Transcribe the entries that follow exactly as they appear, minus pictures.

* Start Records for this task *

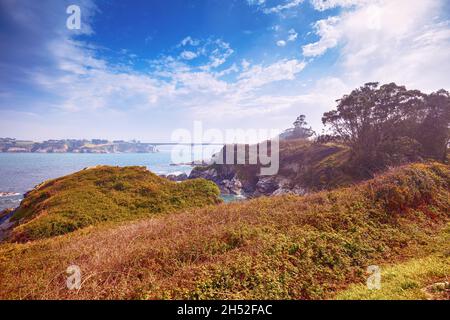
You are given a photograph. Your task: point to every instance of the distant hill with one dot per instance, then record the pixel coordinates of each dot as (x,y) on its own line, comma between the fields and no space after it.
(75,146)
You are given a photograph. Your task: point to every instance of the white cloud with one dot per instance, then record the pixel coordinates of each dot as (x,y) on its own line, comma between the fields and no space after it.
(402,41)
(292,35)
(188,55)
(189,41)
(323,5)
(278,9)
(329,36)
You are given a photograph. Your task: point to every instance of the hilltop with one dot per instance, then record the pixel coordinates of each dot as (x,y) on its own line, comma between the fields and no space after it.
(104,194)
(305,166)
(284,247)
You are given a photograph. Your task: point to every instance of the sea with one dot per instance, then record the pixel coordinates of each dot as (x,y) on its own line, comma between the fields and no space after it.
(21,172)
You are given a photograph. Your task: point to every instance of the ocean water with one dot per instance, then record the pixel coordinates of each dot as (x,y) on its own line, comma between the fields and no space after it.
(20,172)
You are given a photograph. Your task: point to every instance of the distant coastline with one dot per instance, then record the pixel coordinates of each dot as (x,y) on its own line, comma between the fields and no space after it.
(11,145)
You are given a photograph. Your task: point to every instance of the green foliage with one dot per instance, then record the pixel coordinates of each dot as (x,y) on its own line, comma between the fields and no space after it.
(284,247)
(390,125)
(104,194)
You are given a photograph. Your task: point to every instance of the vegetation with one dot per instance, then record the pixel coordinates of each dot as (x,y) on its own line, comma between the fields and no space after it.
(287,247)
(390,125)
(104,194)
(417,279)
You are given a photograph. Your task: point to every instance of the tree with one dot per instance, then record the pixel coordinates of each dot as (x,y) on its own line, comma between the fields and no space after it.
(300,129)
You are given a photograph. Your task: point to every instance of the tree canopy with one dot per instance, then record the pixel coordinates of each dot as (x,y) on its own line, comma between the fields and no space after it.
(389,125)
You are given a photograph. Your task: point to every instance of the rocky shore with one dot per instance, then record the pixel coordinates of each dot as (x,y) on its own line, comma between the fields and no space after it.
(227,178)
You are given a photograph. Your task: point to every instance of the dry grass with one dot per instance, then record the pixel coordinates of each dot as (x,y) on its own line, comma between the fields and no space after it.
(104,194)
(287,247)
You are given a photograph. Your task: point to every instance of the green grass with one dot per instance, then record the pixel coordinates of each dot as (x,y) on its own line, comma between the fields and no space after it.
(410,280)
(284,247)
(104,194)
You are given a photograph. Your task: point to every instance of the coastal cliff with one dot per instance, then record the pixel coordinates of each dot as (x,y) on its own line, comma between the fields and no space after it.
(75,146)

* End Records for this task *

Solution
You are given a photograph. Your task: point to every instance of the distant hill with one dot per instance, then record the pixel coordinates of each dot as (x,y) on its own line, comma between the fields and no space after it.
(75,146)
You are given a photograph. Your task: point to every instance of the white cloud with one dot per instance, then record the pixel coordinates of each dot as (x,y) on its own line, comma between the fields and no space after it.
(402,41)
(292,35)
(188,55)
(189,41)
(323,5)
(278,9)
(329,36)
You are given a photograph. Your task: point to every instance of the hilltop with one dot per instance, then record the pixel coordinates of each dot as (x,y) on its own line, comma between the fields and no space after it.
(104,194)
(305,166)
(284,247)
You are given a photograph. Your task: point to every instance of the sea with one dot per instance, then record the pixel coordinates of each dot as (x,y) on its own line, comma between the fields and no space after it.
(21,172)
You are given a photograph. Your task: point to every instance of the ocean water with one dot per instance, then record the pixel coordinates of each dot as (x,y) on its own line, comma between the fields and no space after it.
(20,172)
You are given a photograph. Your task: point to every instance of the distant coastline with one dot per instance, then record the pixel coordinates of each dot as (x,y) on its own line, comma between the fields and no space after it.
(11,145)
You are given a photograph. Your task: point to every instance of the green foliage with one dot per instance, then record the pixel coordinates of each dot as (x,y) on its own line, comma between the fields and no space after it.
(284,247)
(390,125)
(104,194)
You are given a photograph. Your task: point to every instance of the vegetation with one dot per instance, then record the pixel coordinates of each dot as (x,y) on its own line, comma between the fields and no space after it.
(287,247)
(390,125)
(104,194)
(417,279)
You are given a photograph. Your task: point to every instance of the tree with one dot per instance, then record the pixel coordinates of each dot as (x,y) on its own line, comma between the fields and no space after it.
(300,129)
You are given a photograph. Your task: point to every instance of the tree canopy with one dot per instance, then record the pixel coordinates of each dot as (x,y) on its own line, comma between the fields and no space after it.
(389,125)
You are given a photograph. Your task: point to every instance of the rocky shore with one dot per instance, then record the pixel coordinates of each dot as (x,y) on its own line, comma between the fields and no space after it.
(227,178)
You are given a photograph. Your task: point to every instance of the dry grass with one dot per instance, then record the pixel coordinates of each dot as (x,y) on its own line, comma between the fields and no space after it.
(104,194)
(287,247)
You are given a photograph. Your task: point to every instance of the green grass with one dot per instance, then record the pixel coordinates of each dot as (x,y) on its own line, comma between the fields and no space after it.
(410,280)
(284,247)
(104,194)
You are given a photograph. Your task: point to every instance of the coastal cliff with one dot per instance, then record the pixel coordinates of each dot as (x,y) on its own line, comma between the fields and no space after it.
(75,146)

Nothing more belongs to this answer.